#### What the exercise asks
Your answer should be the lines below from the one holding "Target: black suit jacket" through the one holding "Target: man in black hat", copied exactly and with nothing else.

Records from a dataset
^^^^^^^^^^^^^^^^

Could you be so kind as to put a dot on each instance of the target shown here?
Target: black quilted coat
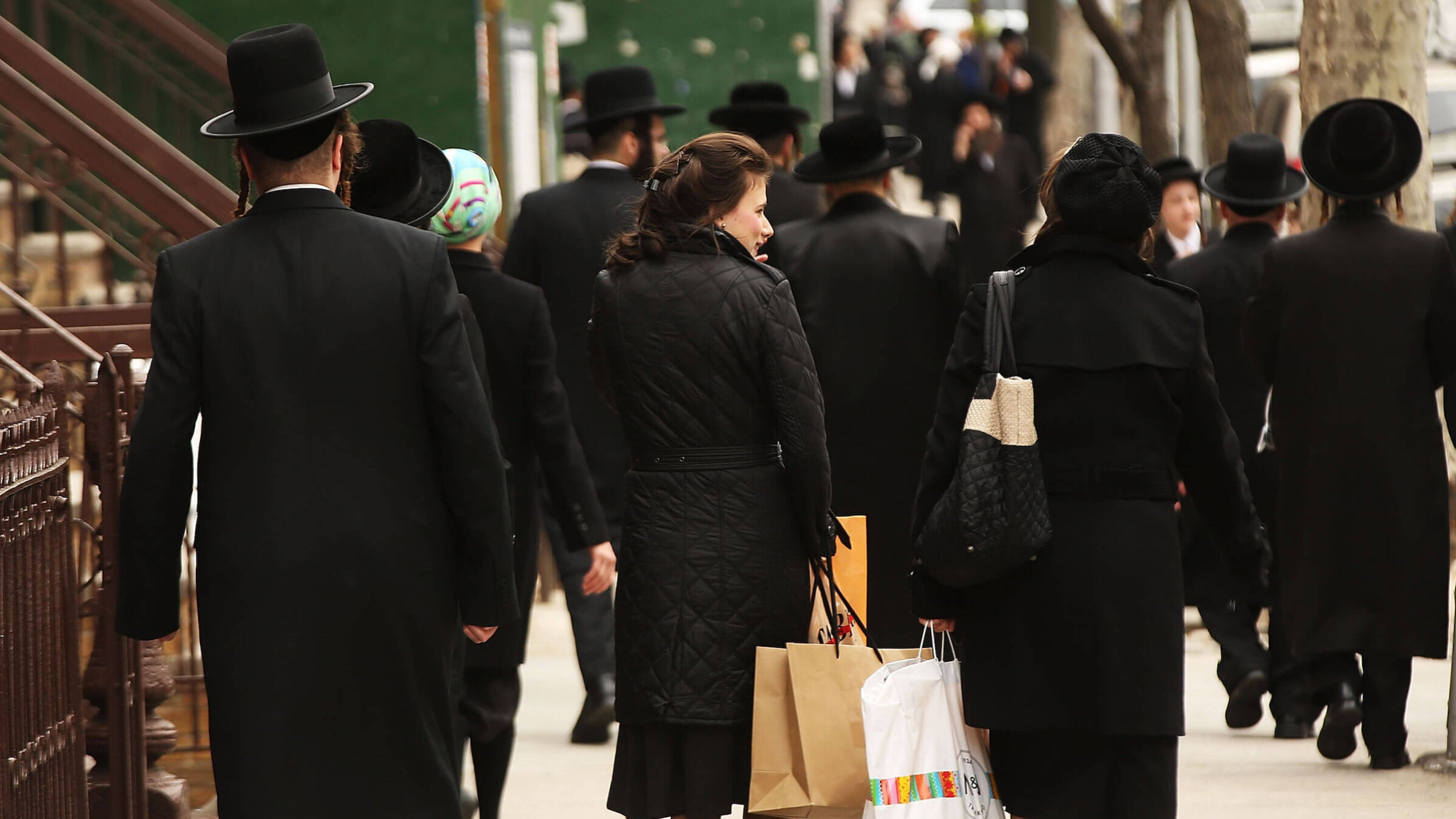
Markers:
(704, 349)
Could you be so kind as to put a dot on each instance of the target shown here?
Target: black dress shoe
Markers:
(1389, 761)
(1247, 701)
(1290, 727)
(1337, 736)
(598, 713)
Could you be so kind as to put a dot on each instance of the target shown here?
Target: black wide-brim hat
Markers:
(1362, 149)
(1178, 169)
(399, 177)
(1257, 174)
(761, 107)
(854, 147)
(280, 81)
(612, 95)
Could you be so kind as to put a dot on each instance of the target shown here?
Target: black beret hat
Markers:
(1105, 187)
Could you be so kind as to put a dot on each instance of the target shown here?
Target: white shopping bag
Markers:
(923, 763)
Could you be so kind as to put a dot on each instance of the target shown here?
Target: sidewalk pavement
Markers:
(1224, 773)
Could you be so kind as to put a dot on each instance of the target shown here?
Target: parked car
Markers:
(954, 16)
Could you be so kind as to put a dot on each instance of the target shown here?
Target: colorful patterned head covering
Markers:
(475, 201)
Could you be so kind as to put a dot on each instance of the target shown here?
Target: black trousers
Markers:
(1231, 611)
(487, 709)
(592, 618)
(1384, 684)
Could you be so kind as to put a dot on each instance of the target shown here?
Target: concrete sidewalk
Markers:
(1224, 773)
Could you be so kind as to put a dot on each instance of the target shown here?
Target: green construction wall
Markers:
(420, 56)
(698, 50)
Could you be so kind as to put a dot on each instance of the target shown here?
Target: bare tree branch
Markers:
(1117, 46)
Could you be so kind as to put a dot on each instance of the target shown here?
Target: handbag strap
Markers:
(1001, 299)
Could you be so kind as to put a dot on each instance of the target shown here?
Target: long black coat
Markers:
(351, 505)
(559, 244)
(996, 206)
(878, 292)
(1355, 324)
(704, 349)
(538, 437)
(1225, 276)
(1091, 636)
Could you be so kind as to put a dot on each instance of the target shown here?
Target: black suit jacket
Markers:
(533, 417)
(878, 292)
(559, 242)
(351, 502)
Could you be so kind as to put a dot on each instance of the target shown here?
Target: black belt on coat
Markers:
(1119, 483)
(708, 458)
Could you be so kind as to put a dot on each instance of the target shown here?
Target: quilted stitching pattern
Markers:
(707, 350)
(994, 517)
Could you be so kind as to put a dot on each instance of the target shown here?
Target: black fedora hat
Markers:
(280, 81)
(612, 95)
(399, 175)
(852, 147)
(1362, 149)
(1178, 169)
(1257, 174)
(759, 108)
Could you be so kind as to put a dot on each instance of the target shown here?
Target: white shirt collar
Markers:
(1188, 245)
(300, 186)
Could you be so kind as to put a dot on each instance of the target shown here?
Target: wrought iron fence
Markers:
(41, 720)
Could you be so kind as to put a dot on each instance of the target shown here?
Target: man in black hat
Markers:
(998, 177)
(353, 493)
(558, 244)
(1180, 232)
(1023, 79)
(880, 294)
(761, 110)
(1355, 327)
(1254, 189)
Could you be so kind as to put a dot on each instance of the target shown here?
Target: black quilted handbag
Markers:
(994, 516)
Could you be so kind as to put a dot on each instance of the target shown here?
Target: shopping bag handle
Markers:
(831, 596)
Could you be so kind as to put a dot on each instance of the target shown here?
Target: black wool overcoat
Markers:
(1225, 276)
(1090, 637)
(559, 244)
(351, 505)
(704, 349)
(878, 292)
(533, 417)
(998, 201)
(1355, 324)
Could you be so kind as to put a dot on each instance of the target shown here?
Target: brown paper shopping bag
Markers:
(809, 736)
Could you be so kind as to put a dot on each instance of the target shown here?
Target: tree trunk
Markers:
(1222, 33)
(1359, 49)
(1152, 104)
(1045, 27)
(1141, 67)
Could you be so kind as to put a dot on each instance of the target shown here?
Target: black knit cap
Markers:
(1105, 187)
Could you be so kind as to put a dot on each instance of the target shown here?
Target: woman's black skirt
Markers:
(1085, 776)
(681, 771)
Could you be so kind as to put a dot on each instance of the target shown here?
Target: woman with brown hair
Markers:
(698, 346)
(1084, 646)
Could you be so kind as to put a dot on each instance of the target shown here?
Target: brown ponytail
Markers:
(686, 191)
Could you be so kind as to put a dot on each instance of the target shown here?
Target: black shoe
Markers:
(1389, 761)
(1247, 701)
(598, 713)
(1337, 736)
(1292, 727)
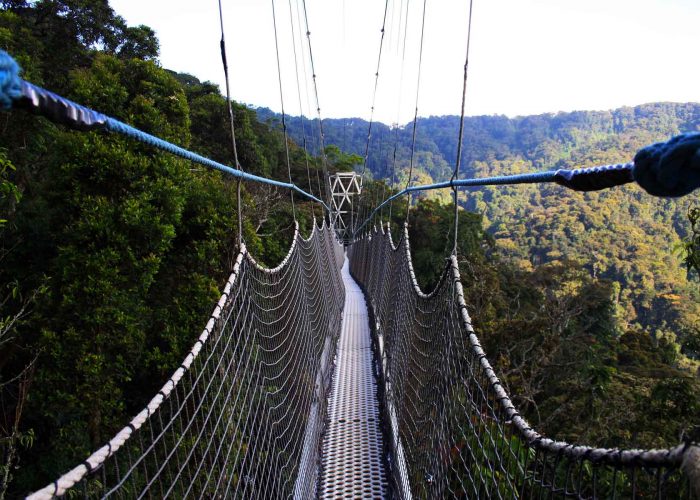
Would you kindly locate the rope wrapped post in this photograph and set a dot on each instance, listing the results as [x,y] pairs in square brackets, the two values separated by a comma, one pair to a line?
[669,168]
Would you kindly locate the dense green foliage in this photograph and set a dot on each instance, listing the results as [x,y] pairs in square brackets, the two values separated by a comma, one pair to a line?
[113,252]
[622,235]
[560,340]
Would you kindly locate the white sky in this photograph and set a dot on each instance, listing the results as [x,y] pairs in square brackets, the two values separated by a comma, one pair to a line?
[527,56]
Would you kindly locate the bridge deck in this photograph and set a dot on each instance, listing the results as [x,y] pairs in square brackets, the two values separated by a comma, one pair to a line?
[351,464]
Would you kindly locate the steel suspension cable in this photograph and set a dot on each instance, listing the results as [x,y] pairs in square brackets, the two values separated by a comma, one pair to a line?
[284,118]
[301,108]
[239,205]
[398,107]
[374,100]
[324,159]
[415,116]
[306,91]
[460,135]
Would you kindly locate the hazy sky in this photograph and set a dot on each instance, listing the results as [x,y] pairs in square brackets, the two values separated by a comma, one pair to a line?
[527,56]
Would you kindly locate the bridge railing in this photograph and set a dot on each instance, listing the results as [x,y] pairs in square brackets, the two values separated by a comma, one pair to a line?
[243,415]
[454,431]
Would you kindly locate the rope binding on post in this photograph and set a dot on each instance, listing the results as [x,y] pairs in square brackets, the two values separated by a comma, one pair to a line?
[669,168]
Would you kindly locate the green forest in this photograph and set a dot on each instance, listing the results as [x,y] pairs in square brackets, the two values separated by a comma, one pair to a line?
[114,253]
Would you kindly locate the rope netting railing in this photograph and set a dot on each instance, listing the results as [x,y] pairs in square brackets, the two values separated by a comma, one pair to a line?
[453,430]
[243,415]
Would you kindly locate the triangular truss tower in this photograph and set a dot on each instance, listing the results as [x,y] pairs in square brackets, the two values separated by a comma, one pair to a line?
[344,185]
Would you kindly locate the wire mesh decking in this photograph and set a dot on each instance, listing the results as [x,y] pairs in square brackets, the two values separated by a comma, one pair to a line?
[243,416]
[352,453]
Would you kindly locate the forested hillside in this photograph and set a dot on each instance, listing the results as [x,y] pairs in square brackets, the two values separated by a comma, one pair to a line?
[622,235]
[113,253]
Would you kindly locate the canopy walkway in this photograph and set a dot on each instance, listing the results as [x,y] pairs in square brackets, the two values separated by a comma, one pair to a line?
[314,379]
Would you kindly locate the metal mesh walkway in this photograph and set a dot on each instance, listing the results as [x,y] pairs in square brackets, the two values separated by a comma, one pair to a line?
[352,465]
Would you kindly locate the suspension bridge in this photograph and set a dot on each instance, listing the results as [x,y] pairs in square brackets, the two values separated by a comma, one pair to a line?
[333,375]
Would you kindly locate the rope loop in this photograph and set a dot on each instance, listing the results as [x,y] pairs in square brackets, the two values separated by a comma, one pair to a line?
[10,82]
[669,168]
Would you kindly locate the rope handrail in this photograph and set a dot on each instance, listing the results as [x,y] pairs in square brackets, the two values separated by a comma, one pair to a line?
[324,256]
[669,169]
[410,322]
[64,111]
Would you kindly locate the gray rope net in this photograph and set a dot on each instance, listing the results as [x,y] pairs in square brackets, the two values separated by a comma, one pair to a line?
[452,430]
[243,415]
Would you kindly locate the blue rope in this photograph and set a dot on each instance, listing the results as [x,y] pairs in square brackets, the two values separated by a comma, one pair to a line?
[10,81]
[16,91]
[669,168]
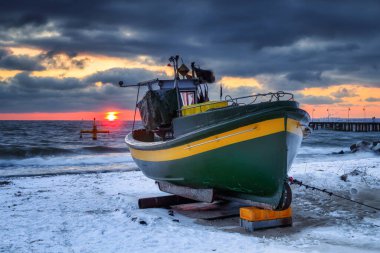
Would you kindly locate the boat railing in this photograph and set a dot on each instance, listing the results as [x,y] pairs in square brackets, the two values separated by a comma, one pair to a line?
[271,97]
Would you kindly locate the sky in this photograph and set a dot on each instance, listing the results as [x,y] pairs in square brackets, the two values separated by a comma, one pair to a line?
[63,59]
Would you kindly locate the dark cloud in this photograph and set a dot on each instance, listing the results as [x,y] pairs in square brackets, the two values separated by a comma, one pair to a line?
[372,99]
[344,92]
[317,100]
[304,76]
[129,76]
[26,93]
[18,62]
[287,45]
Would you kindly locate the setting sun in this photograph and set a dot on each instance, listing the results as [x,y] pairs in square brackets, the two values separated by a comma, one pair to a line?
[111,116]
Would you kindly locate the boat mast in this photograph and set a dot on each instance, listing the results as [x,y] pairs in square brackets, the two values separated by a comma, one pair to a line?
[174,60]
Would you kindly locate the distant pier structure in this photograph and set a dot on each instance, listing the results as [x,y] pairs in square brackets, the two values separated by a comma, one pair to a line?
[348,125]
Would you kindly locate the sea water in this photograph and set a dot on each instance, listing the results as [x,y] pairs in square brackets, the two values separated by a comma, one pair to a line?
[55,147]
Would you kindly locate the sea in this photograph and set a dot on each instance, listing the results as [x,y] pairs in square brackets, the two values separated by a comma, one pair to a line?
[30,148]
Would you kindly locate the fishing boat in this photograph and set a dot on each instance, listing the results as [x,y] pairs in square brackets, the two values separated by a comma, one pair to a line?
[228,149]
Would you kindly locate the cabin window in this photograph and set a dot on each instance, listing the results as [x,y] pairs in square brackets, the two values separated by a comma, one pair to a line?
[188,97]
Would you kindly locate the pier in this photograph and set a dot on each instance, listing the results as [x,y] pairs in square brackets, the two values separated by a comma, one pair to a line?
[352,125]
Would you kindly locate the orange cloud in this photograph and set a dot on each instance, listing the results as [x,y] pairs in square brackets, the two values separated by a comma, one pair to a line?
[353,96]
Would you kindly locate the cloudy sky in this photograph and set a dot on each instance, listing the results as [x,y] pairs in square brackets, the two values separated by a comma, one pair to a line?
[63,59]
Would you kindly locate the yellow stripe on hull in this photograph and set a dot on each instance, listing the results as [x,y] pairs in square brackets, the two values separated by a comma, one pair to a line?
[237,135]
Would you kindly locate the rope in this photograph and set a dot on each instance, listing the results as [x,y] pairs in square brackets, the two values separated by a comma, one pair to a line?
[300,183]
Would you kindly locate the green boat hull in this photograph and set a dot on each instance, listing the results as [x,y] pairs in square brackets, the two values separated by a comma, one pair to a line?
[247,157]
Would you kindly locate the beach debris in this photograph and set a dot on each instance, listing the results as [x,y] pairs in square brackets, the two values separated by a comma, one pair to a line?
[362,146]
[355,172]
[4,183]
[142,222]
[365,146]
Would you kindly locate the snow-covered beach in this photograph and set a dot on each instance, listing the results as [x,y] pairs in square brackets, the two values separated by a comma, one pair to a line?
[97,212]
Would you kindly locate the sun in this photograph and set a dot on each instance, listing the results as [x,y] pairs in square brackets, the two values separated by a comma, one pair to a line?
[111,116]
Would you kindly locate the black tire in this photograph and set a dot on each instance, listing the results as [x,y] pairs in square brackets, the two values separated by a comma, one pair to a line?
[286,198]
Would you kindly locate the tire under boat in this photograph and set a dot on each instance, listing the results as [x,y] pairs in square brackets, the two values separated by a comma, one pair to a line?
[240,152]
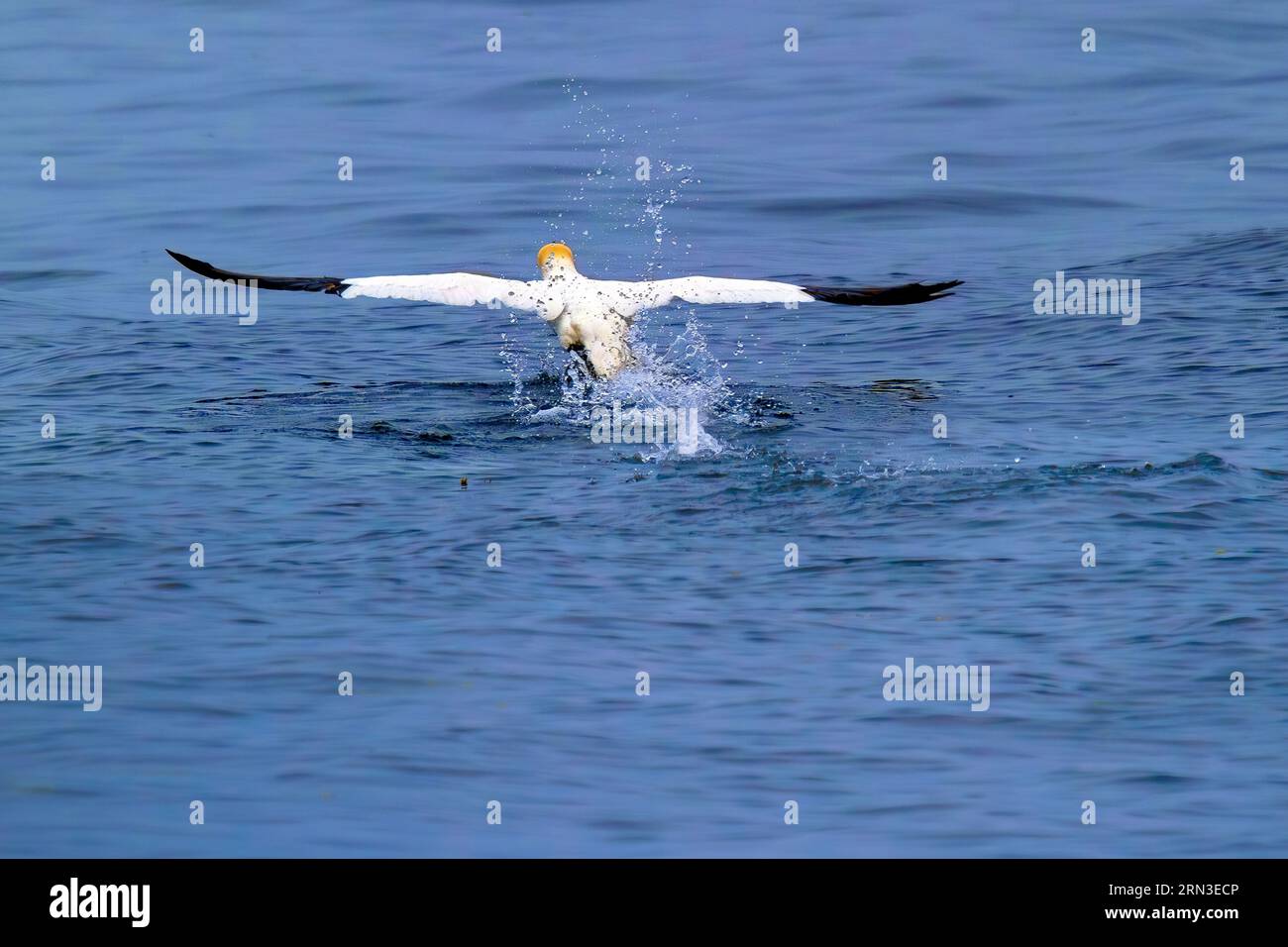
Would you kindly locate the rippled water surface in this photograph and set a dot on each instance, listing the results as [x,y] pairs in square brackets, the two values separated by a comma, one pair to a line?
[518,684]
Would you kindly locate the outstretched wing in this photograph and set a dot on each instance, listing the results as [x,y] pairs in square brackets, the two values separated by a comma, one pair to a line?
[445,289]
[706,290]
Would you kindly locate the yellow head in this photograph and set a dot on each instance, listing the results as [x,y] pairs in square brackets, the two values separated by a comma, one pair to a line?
[554,257]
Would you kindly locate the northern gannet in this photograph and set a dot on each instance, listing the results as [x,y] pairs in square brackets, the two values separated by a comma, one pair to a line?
[589,316]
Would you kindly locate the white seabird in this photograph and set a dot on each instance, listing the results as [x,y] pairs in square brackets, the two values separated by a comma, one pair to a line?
[589,316]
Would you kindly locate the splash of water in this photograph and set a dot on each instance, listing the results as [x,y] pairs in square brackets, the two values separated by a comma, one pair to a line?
[679,376]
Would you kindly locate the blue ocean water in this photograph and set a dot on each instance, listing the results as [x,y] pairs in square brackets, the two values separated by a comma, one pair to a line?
[516,684]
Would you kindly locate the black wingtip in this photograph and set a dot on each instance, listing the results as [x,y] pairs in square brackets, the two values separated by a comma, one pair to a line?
[909,294]
[334,285]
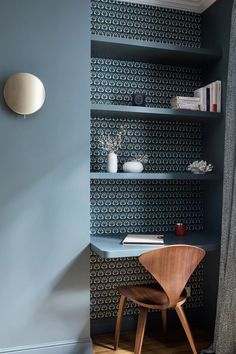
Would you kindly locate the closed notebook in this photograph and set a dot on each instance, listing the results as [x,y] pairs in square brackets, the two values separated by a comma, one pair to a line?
[143,239]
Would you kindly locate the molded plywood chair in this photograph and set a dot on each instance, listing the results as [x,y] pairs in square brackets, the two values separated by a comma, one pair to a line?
[172,267]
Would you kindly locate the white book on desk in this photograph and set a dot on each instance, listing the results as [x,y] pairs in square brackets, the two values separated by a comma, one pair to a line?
[136,239]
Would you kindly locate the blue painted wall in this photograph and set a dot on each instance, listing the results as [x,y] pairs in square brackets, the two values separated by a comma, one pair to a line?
[44,180]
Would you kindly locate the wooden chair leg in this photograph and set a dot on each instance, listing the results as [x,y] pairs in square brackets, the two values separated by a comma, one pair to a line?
[184,322]
[164,322]
[142,319]
[119,320]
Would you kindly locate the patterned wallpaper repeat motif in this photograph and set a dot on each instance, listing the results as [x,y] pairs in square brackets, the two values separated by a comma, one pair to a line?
[126,20]
[142,206]
[170,146]
[114,82]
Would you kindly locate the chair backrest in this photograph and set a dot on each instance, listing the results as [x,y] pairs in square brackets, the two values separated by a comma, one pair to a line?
[172,266]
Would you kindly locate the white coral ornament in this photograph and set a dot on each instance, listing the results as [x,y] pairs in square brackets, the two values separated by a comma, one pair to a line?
[200,167]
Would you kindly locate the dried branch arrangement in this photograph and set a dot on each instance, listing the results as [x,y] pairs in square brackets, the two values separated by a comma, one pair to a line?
[113,144]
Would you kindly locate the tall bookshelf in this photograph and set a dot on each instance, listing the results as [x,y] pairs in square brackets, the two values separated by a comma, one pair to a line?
[212,59]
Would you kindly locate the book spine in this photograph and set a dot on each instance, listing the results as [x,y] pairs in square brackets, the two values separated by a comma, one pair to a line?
[218,96]
[214,97]
[208,105]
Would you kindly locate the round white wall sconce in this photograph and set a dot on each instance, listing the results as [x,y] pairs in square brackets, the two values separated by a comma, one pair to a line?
[24,93]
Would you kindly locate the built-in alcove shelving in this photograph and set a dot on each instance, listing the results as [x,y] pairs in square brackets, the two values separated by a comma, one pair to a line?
[151,52]
[172,194]
[154,176]
[149,113]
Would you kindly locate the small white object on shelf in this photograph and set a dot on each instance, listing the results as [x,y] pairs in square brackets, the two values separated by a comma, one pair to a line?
[112,162]
[200,167]
[135,166]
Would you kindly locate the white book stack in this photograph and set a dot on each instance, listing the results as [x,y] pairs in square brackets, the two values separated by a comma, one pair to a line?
[181,102]
[210,97]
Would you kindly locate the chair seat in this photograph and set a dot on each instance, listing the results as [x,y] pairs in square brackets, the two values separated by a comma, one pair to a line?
[150,296]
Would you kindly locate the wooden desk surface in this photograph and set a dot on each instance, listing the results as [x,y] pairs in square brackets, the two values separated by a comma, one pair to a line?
[110,247]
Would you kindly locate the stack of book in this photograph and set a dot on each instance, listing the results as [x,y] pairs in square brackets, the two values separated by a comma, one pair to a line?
[190,103]
[210,97]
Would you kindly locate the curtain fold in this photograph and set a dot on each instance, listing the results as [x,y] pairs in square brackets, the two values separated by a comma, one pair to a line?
[225,328]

^^^^^^^^^^^^^^^^

#### Answer below
Target: black suit jacket
Markers:
(533, 417)
(878, 292)
(559, 242)
(351, 502)
Could you be so kind as to put a dot on each instance of the target shown here?
Target: black belt on coat
Markers:
(1119, 483)
(708, 458)
Could you be so kind as to put a dot on each instance of the target shown here?
Target: quilted stitching pattern
Markers:
(707, 350)
(994, 517)
Could you be so kind as to put a dot on each instance of the target shown here?
Target: black fedora hat
Markers:
(280, 81)
(612, 95)
(399, 175)
(852, 147)
(1362, 149)
(1178, 169)
(1257, 174)
(759, 108)
Could you be so kind as to put a dot on each instance of the target shown here?
Target: white shirt collar
Markers:
(1188, 245)
(300, 186)
Could you be so kind as to put a dot on each instance of the target shown here?
Target: wrought iron fence
Markers:
(41, 720)
Could you be so kind as to put a dot on each instance of the target shown here?
Target: man in black hat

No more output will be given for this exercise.